The 2001 Halg/ENSA Prize for European Neutron Scattering

Professor R Cywinski phy6rc at phys-irc.novell.leeds.ac.uk
Thu Aug 9 12:23:54 CDT 2001


Jane Brown is the recipient of the 2001 Walter Hälg Prize of the European
Neutron Scattering Association.

Every two years the European Neutron Scattering Association, ENSA, awards
the prestigious Walter Hälg Prize to a European scientist for outstanding
coherent work in neutron scattering with a long term impact on scientific
and/or technical neutron scattering applications. The Prize of 10,000 Swiss
Francs is donated by Professor Walter Hälg, the founder of neutron
scattering science in Switzerland. In 2001 the Hälg Prize is to be presented
at a special session of the International Conference on Neutron Scattering,
to be held in Munich between 9-13 September.

A large number of nominations were received for the 2001 ENSA/Hälg Prize.
These nominations have been examined by an international selection committee
consisting of authorities representing the major scientific disciplines,
both within and beyond the field of neutron scattering. After considerable
deliberations the selection committee is now delighted to announce that the
recipient of the 2001 ENSA/Hälg Prize will be Professor Jane Brown of the
Institut Laue Langevin, Grenoble, in recognition of her outstanding
contributions to the science of neutron scattering over the last four
decades.

....

Written tasks
1. Rewrite the part of the prize announcement that begins at the words "Jane Brown is" and stops after "2001 ENSA/Hälg Prize.", putting "Berlin" in place of "Munich".
2. According to the prize announcement, how much money does the Walter Hälg Prize carry?
3. Summarize the prize announcement in two sentences.
The listing after this point is material separate from the prize announcement.

(Extracted records)

....

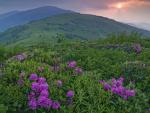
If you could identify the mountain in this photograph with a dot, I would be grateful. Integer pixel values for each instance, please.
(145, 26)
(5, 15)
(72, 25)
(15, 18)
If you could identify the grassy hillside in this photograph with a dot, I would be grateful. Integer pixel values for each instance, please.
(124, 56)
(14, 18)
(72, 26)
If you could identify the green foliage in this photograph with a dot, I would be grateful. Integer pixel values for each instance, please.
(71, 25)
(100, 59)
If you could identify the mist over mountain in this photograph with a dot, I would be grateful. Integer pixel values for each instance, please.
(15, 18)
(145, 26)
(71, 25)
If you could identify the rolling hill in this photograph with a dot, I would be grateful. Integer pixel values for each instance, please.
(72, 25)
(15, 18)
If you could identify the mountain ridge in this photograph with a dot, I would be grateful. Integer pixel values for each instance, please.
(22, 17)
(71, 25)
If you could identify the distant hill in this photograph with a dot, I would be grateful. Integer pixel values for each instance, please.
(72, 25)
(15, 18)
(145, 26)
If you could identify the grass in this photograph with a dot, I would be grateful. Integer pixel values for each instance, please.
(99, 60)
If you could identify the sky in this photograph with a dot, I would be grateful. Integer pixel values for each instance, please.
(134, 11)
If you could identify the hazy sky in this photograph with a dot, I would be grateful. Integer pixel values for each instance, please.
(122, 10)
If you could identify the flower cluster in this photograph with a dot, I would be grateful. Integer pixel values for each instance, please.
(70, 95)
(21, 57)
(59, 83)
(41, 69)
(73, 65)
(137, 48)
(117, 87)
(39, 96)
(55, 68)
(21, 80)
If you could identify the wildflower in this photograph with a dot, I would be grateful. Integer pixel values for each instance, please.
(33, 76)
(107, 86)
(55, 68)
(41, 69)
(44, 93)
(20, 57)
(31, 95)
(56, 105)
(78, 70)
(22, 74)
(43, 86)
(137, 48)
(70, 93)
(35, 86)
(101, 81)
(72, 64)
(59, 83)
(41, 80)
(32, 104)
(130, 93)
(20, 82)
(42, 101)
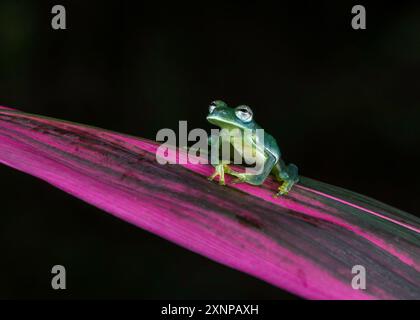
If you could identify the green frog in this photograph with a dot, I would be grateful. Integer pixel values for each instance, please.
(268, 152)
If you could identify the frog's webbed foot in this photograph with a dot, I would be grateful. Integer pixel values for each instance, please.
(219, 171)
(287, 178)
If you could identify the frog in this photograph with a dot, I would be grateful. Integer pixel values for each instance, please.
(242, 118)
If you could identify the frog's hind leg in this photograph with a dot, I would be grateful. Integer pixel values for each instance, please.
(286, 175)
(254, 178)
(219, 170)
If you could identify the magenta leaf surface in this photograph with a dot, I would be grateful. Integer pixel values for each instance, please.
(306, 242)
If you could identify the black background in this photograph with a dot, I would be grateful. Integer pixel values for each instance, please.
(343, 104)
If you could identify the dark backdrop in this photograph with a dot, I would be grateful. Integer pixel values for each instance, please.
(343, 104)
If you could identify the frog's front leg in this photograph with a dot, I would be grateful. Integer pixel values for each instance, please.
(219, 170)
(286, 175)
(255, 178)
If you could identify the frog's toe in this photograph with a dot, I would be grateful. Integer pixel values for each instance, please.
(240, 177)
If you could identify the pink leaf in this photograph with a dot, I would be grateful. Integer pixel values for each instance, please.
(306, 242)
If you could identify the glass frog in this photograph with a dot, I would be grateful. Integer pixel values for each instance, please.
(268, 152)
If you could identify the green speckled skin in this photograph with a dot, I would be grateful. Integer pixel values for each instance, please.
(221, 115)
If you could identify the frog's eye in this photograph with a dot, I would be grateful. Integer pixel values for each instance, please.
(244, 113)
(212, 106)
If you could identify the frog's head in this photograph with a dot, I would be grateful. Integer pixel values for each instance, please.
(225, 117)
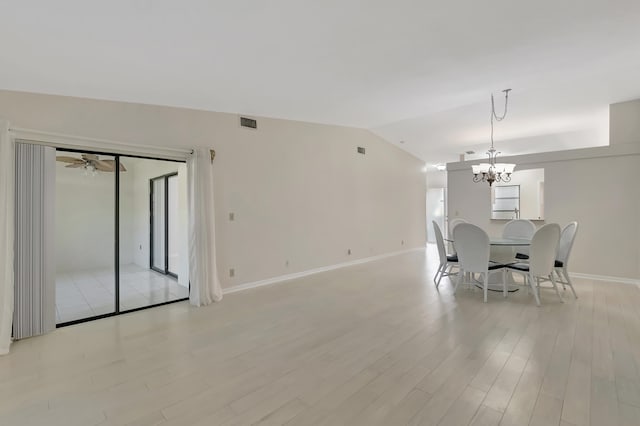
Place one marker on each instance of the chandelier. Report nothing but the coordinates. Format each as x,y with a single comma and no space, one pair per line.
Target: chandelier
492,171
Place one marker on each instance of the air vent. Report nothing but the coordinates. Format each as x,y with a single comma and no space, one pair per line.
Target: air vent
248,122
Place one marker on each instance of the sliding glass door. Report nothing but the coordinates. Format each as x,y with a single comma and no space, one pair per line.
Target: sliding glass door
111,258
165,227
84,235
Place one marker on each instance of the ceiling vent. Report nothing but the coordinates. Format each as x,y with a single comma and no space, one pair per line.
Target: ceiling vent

....

Full answers
1.
Jane Brown is the recipient of the 2001 Walter Hälg Prize of the European
Neutron Scattering Association.

Every two years the European Neutron Scattering Association, ENSA, awards
the prestigious Walter Hälg Prize to a European scientist for outstanding
coherent work in neutron scattering with a long term impact on scientific
and/or technical neutron scattering applications. The Prize of 10,000 Swiss
Francs is donated by Professor Walter Hälg, the founder of neutron
scattering science in Switzerland. In 2001 the Hälg Prize is to be presented
at a special session of the International Conference on Neutron Scattering,
to be held in Berlin between 9-13 September.

A large number of nominations were received for the 2001 ENSA/Hälg Prize.

2. 10,000 Swiss Francs.

3. Professor Jane Brown of the Institut Laue Langevin, Grenoble, will receive the 2001 Walter Hälg Prize of the European Neutron Scattering Association for her outstanding contributions to neutron scattering over the last four decades. The prize of 10,000 Swiss Francs is awarded every two years, is donated by Professor Walter Hälg, and in 2001 is to be presented at the International Conference on Neutron Scattering in Munich between 9-13 September.